[ELENCO DELLE CONSEGNE]
#1 Secondo il brano sui precari della scuola, quale aggiornamento avrebbe dovuto prorogare di un anno l'emendamento alla legge "milleproroghe"?
#2 Scrivi il seguito del brano sui precari della scuola, riprendendo subito dopo l'ultima frase.

[BRANO DEL DOCUMENTO]
━━━━━━

Parlare di
emergenza può apparire esagerato. Ma certo quello che sta avvenendo in
questi giorni sul fronte dei precari della scuola almeno una questione
sembra sollevarla con chiarezza: quella della tenuta del sistema
scolastico, quella della sua governabilità o piuttosto della
ingovernabilità, visto che difficilmente potrà rimanere esposto per
molto tempo al rischio-sentenze. Occorre insomma trovare soluzioni
politiche, ancor prima che tecniche, per governare una situazione che
potrebbe andare presto fuori controllo. E occorrerà, probabilmente, una
visione più pragmatica e meno giuridica della questione. Un approccio
aperto, un confronto serrato che porti a decisioni che richiederanno,
con tutta certezza, tanto coraggio e altrettanto
respiro.
La storia infinita delle graduatorie dei precari si era chiusa, circa
un mese fa, con l’attesa di un emendamento alla legge “milleproroghe”,
che avrebbe dovuto appunto prorogare di un anno l’imminente
aggiornamento delle graduatorie provinciali, per consentire il varo di
una legge sul reclutamento dei docenti (proposta della Lega).

━━━━━━

[DATI FORNITI]
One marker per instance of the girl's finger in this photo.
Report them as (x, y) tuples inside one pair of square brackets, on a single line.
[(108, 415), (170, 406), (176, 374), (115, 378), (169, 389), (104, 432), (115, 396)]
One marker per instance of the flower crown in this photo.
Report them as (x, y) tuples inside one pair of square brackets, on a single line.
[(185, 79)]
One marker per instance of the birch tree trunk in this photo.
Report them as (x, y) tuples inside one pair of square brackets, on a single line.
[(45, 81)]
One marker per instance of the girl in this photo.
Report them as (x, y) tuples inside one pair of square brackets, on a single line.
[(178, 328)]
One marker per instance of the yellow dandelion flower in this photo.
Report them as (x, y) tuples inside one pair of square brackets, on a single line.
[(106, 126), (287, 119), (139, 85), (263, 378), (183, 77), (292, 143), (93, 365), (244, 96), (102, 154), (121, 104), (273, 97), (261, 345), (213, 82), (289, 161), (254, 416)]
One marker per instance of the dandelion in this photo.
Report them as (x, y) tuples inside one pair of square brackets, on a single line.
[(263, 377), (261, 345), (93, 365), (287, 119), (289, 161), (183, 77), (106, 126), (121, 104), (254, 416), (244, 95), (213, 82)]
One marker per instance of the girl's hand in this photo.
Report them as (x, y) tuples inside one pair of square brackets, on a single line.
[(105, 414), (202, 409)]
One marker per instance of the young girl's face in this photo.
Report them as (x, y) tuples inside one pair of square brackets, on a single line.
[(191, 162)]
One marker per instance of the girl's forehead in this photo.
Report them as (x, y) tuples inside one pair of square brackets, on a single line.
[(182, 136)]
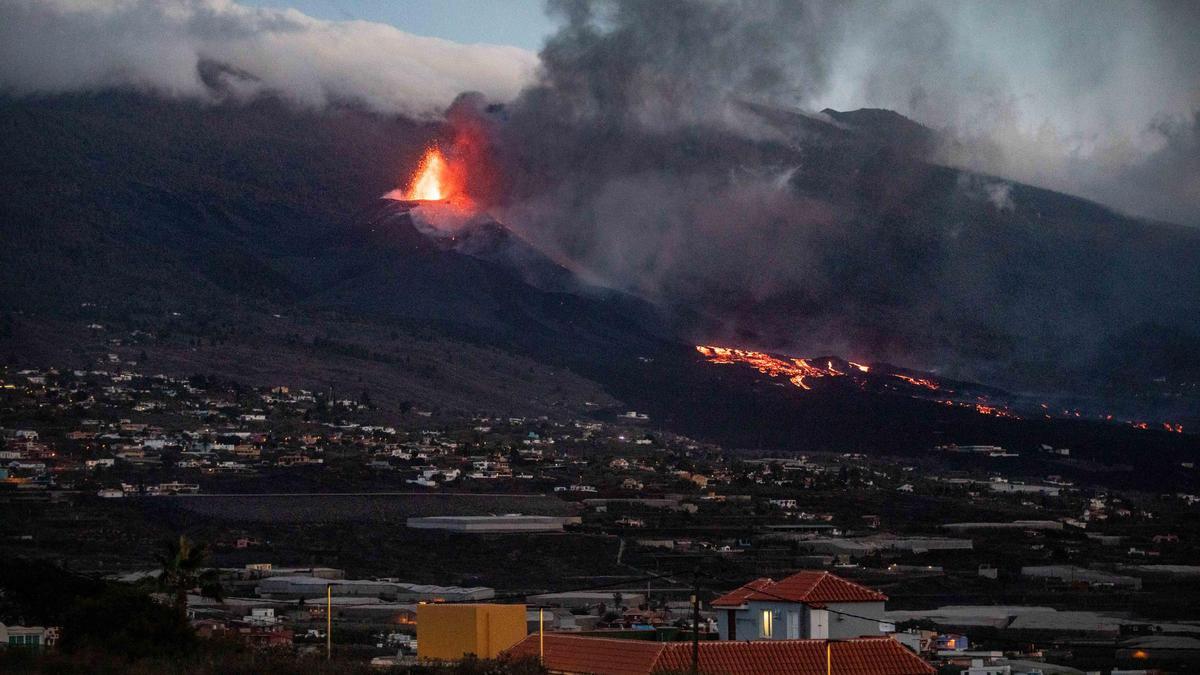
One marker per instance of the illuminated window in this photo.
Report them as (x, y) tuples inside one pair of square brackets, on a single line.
[(768, 623)]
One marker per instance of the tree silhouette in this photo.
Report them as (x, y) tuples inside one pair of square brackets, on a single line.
[(183, 569)]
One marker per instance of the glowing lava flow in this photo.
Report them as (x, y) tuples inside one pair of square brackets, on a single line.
[(432, 179), (918, 382), (795, 370)]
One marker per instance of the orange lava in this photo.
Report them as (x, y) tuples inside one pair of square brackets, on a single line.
[(795, 370), (918, 382), (432, 181)]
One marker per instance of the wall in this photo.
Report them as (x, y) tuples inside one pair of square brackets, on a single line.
[(749, 621), (448, 632)]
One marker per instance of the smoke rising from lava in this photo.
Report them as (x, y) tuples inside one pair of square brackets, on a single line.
[(661, 149)]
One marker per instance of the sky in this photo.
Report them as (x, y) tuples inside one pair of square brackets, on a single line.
[(1098, 99), (521, 23)]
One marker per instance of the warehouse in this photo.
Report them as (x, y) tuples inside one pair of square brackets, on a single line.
[(491, 524)]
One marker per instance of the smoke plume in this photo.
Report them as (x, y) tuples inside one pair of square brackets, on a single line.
[(664, 148), (219, 49)]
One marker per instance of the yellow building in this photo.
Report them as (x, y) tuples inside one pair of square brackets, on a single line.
[(449, 632)]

━━━━━━

[LE SOLUZIONI]
#1 L'imminente aggiornamento delle graduatorie provinciali.

#2
L’emendamento invece è stato cassato e la proroga non c’è stata. Tra
qualche settimana, quindi, dovrà essere varato un nuovo decreto
ministeriale per l’aggiornamento biennale delle graduatorie. C’è ora l’intenzione ministeriale di
consentire l’aggiornamento dei punteggi solamente per la graduatoria di
base, ma non per quelle altre graduatorie per le quali due anni fa era
stato consentito il trasferimento di iscrizione in altra provincia (con
accodamento, ma non con inserimento a pettine). C’è anche il problema delle assunzioni in
ruolo dei precari e il Miur sta pensando di aumentarne il numero, ben
oltre le quote risicate degli anni scorsi.
Vediamo perché.
La moltiplicazione degli iscritti nelle graduatorie -
Per capirci meglio: dei quasi 220mila docenti iscritti nella
graduatoria della provincia di residenza, nel 2008-2009 quasi tutti
hanno chiesto a suo tempo anche l’iscrizione in altre tre province, pur
sapendo che questo avrebbe comportato il loro inserimento in coda. La
situazione che si è venuta a determinare è semplicemente mostruosa: i
docenti iscritti (cioè, come si dice, le teste) sono 220mila, ma la somma di tutti gli iscritti, tra
graduatoria di base (prima iscrizione) e graduatorie di trasferimento,
arriva a superare le 830mila unità: 220mila nella graduatoria di base e
610mila nelle graduatorie di altre province.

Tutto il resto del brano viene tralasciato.